According to the essay on defining pornography, in what year did Supreme Court Justice Potter Stewart say "I know it when I see it"?

DOCUMENT SEGMENT:
+-------+

Just what is pornography, anyway?

In 1964, Supreme Court Justice Potter Stewart said he would not define pornography but “I know it when I see it.” With all due respect to His Honor, that’s a pretty inadequate response.

I think there are two general approaches to this issue: one based on content, the other on intent. Both need to be applied to children and adults separately.

At the outset, if you are someone who equates nudity with pornography without exception, chances are you and I will never agree on much in this area. This attitude is quintessentially American (though there are other societies with similar views). We don’t have much opportunity for non-sexual nudity in this country; as a result, nudity brings with it a presumption of sex.

Among the consequences is that we get collectively bent out of shape when, for example, Janet Jackson has her breast exposed at the 2004 Super Bowl. If you were to go to the French Riviera, to pick a well-known example, you might see hundreds, maybe thousands of bare breasts on a given day. Plus: nobody would be paying any attention to them! Poor Janet probably could have sung the whole tune completely topless in a lot of European cities without anybody raising a stink.

We are mammals; women have breasts to nurture their young. Yet we are grossed out by a brief glimpse of one of our defining biological characteristics!

To me, pornography requires a broader definition, one that is not fixated on nudity alone: anything that promotes, condones, or glorifies violence toward another person; or which causes dehumanization or sexual objectification.

Note that this could be sexual but need not be. Many would argue that the Rambo/Terminator genre of movies, television programs, and video games is clearly pornographic. It is more American, however, to idolize those who glorify excessive or gratuitous violence.

A nude photograph, on the other hand, need not be violent, objectifying, or dehumanizing. Furthermore, it would be pretty easy to make highly offensive, pornographic pictures of people with all their clothes on.

For children, the rules have to be quite different, although once again, nudity is hardly the real issue. I have never seen “kiddie porn” but have read articles about it. Such pictures (or videos) invariably portray kids having sex or acting out sexually in very inappropriate ways.

+-------+

RAW DATA:
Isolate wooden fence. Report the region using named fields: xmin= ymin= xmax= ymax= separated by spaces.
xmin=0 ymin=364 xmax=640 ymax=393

+-------+

RESPONSE FOR THIS EXERCISE:
1964